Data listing
------------------------------
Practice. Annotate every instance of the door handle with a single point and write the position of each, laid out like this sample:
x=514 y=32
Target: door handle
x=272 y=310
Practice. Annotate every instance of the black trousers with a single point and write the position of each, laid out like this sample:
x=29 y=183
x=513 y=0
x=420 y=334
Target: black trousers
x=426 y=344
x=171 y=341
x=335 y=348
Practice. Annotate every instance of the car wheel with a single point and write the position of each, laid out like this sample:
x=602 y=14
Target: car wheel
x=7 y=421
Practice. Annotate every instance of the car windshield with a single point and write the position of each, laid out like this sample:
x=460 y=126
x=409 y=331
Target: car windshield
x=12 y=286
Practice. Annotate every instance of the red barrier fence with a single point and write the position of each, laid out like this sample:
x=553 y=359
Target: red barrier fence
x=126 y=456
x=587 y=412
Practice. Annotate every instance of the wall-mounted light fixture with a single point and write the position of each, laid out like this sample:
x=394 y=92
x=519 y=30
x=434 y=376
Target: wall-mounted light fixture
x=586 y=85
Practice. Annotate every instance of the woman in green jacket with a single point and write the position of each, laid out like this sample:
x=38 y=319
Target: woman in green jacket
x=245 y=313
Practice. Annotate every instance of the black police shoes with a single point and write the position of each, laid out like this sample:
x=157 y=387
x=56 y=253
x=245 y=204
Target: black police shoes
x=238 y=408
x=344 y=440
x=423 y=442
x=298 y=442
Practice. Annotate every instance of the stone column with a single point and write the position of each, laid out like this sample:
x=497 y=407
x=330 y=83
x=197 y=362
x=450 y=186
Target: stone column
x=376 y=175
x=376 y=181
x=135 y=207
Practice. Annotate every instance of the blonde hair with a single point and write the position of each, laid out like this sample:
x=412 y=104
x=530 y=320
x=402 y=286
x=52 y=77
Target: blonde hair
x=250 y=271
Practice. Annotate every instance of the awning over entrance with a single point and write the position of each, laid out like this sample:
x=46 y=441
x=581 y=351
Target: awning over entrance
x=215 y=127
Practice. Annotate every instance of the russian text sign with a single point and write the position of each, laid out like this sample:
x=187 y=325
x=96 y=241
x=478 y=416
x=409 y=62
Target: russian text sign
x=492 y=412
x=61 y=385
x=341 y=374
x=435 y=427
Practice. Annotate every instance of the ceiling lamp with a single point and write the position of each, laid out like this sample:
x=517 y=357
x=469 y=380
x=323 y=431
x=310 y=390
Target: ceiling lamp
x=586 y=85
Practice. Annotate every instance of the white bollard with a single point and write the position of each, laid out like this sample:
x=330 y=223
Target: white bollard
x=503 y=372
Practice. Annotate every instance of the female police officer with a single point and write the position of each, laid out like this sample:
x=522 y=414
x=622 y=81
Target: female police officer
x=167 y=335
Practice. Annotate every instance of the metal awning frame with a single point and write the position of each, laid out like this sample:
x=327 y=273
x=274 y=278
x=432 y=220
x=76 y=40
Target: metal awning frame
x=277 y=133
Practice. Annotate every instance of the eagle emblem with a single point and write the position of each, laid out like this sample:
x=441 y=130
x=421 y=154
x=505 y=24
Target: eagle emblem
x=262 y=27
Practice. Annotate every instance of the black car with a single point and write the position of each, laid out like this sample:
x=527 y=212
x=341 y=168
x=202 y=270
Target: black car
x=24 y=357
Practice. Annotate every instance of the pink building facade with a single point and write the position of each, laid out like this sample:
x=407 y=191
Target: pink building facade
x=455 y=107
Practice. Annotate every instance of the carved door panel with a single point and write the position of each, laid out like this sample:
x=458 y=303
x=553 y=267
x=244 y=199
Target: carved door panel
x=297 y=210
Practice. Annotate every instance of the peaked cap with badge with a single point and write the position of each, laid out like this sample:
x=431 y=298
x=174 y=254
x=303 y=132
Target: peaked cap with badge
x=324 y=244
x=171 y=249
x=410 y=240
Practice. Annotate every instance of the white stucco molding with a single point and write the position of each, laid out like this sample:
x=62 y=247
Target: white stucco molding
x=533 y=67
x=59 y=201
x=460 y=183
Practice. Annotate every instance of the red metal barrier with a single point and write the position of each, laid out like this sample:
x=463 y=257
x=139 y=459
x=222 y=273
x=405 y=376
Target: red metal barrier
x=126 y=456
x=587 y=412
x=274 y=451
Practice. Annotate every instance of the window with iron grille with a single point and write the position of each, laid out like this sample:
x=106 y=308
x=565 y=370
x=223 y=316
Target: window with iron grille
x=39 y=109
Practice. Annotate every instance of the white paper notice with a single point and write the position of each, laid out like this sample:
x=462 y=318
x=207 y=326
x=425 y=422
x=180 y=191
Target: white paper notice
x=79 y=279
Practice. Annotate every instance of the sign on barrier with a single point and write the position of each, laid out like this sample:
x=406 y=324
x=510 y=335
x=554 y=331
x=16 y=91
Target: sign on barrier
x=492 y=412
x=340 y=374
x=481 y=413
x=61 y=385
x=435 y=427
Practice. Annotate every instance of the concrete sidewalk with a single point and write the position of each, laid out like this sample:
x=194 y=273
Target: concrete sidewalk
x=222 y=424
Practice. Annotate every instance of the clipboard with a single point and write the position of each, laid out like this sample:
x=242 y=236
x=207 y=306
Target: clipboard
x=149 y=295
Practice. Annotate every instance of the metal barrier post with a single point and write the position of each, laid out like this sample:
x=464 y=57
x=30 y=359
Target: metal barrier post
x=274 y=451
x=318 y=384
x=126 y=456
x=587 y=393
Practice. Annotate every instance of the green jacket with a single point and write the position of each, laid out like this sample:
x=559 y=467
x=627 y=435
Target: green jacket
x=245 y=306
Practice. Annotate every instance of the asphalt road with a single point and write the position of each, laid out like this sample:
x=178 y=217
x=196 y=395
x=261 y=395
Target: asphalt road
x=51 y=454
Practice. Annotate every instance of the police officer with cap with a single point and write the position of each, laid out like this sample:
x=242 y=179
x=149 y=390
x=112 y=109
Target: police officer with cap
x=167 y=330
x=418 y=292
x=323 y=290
------------------------------
TASK BRIEF » From the first line to the last, retype the data exactly.

EXERCISE ANSWER »
Practice. Annotate every instance of the door handle with a single point and write the position of each, laid out like this sample:
x=514 y=32
Target: door handle
x=272 y=310
Practice. Annotate every instance of the black trousers with a single point and write the position of each, laid out like this sample:
x=29 y=183
x=513 y=0
x=420 y=334
Target: black trousers
x=426 y=344
x=171 y=341
x=335 y=348
Practice. Annotate every instance of the car wheel with a single point and write the position of each, laid out like this sample:
x=602 y=14
Target: car wheel
x=7 y=421
Practice. Annotate every instance of the car windshield with a single point and write the position of each, laid out like this sample:
x=460 y=126
x=409 y=331
Target: car windshield
x=12 y=286
Practice. Annotate every instance of the red barrier fence with a single point and write the position of each, laid out like this sample:
x=553 y=359
Target: red barrier fence
x=126 y=456
x=587 y=412
Practice. Annotate every instance of the wall-mounted light fixture with a single point and write the position of each, laid out like this sample:
x=394 y=92
x=519 y=30
x=434 y=376
Target: wall-mounted light fixture
x=586 y=85
Practice. Annotate every instance of the woman in green jacket with a single point and write the position of each, laid out like this sample:
x=38 y=319
Target: woman in green jacket
x=245 y=313
Practice. Annotate every instance of the black police shoes with a single point and write the position of each, laid out like this sample:
x=157 y=387
x=56 y=253
x=245 y=204
Target: black police shoes
x=238 y=408
x=344 y=440
x=423 y=442
x=298 y=442
Practice. Annotate every instance of the stone column with a single point and write the position of each, laid out like this sample:
x=497 y=407
x=330 y=83
x=197 y=362
x=450 y=186
Target: stone column
x=376 y=175
x=376 y=181
x=135 y=207
Practice. Annotate every instance of the blonde hair with a single point and write the position of each, laid out like this sample:
x=412 y=104
x=530 y=320
x=402 y=286
x=52 y=77
Target: blonde hair
x=250 y=271
Practice. Annotate every instance of the awning over entrance with a single point and write the position of each, laid out like this sample:
x=46 y=441
x=581 y=351
Target: awning over entrance
x=215 y=127
Practice. Annotate every instance of the russian text sign with a single point and write the position of each, laid out like this sample:
x=187 y=325
x=96 y=241
x=478 y=416
x=409 y=62
Target: russian text sign
x=492 y=412
x=61 y=385
x=341 y=374
x=435 y=427
Practice. Annotate every instance of the ceiling lamp with a single point and write the position of each, laid out like this sample:
x=517 y=357
x=469 y=380
x=323 y=431
x=310 y=390
Target: ceiling lamp
x=586 y=85
Practice. Annotate every instance of the white bollard with a single point and write the position of each, laid out like this sample:
x=330 y=223
Target: white bollard
x=503 y=372
Practice. Annotate every instance of the female police officer with a single point and write the position of each, laid out like this sample:
x=522 y=414
x=622 y=81
Target: female police officer
x=167 y=335
Practice. Annotate every instance of the metal awning frame with a single point and write the position of each, laid out like this sample:
x=327 y=273
x=274 y=278
x=432 y=220
x=76 y=40
Target: metal awning frame
x=277 y=133
Practice. Annotate every instance of the eagle emblem with a single point and write the position of each, laid out like this sample:
x=441 y=130
x=421 y=154
x=505 y=24
Target: eagle emblem
x=262 y=27
Practice. Annotate every instance of the black car with a single point and write the position of each, laid out like this sample:
x=527 y=212
x=341 y=168
x=202 y=270
Target: black car
x=24 y=357
Practice. Annotate every instance of the pink building facade with a single point and write the position of each, laid out like this sample:
x=407 y=191
Target: pink building facade
x=455 y=107
Practice. Annotate every instance of the carved door panel with a single point and write the position of each, laid out like this sample:
x=458 y=303
x=553 y=267
x=244 y=199
Target: carved door panel
x=297 y=210
Practice. Annotate every instance of the peaked cap with badge with a single point and write the position of each, laid out like this sample:
x=431 y=298
x=174 y=254
x=303 y=132
Target: peaked cap with badge
x=324 y=244
x=171 y=249
x=410 y=240
Practice. Annotate every instance of the white stucco molding with a single point and write the position of each, laid out like this sample:
x=62 y=247
Target: white stucco molding
x=533 y=67
x=59 y=201
x=460 y=183
Practice. Annotate every instance of the red metal barrier with a single point and write the position of each, laid out like this sample:
x=463 y=257
x=139 y=459
x=222 y=273
x=405 y=376
Target: red metal barrier
x=126 y=456
x=587 y=412
x=274 y=451
Practice. Annotate every instance of the window with iron grille with a single point and write the position of each, laid out like this sample:
x=106 y=308
x=565 y=370
x=223 y=316
Target: window with iron grille
x=39 y=109
Practice. Annotate every instance of the white paper notice with a single point and write the position of each, laid out like this sample:
x=462 y=318
x=207 y=326
x=425 y=422
x=180 y=191
Target: white paper notice
x=79 y=279
Practice. Annotate every instance of the sign on barrier with a single point and write the position of each, laid out like this sample:
x=406 y=324
x=510 y=335
x=554 y=331
x=16 y=91
Target: sign on barrier
x=492 y=412
x=340 y=374
x=481 y=413
x=61 y=385
x=435 y=427
Practice. Annotate every instance of the concrete sidewalk with a single point and write the position of each, laid out like this sample:
x=194 y=273
Target: concrete sidewalk
x=222 y=424
Practice. Annotate every instance of the clipboard with a single point and write the position of each, laid out like this sample:
x=242 y=236
x=207 y=306
Target: clipboard
x=149 y=295
Practice. Annotate every instance of the metal barrier post with a single point and write the position of each, laid out like this sample:
x=464 y=57
x=30 y=359
Target: metal barrier post
x=274 y=451
x=318 y=384
x=126 y=456
x=587 y=393
Practice. Annotate every instance of the green jacket with a single point and write the position of each, laid out like this sample:
x=559 y=467
x=627 y=435
Target: green jacket
x=245 y=306
Practice. Annotate every instance of the asphalt road with a single point and write the position of each, laid out like this sample:
x=178 y=217
x=196 y=395
x=261 y=395
Target: asphalt road
x=51 y=454
Practice. Annotate every instance of the police officer with cap with a single point and write the position of each, laid out like this sample:
x=242 y=179
x=149 y=390
x=112 y=109
Target: police officer with cap
x=167 y=330
x=418 y=292
x=323 y=290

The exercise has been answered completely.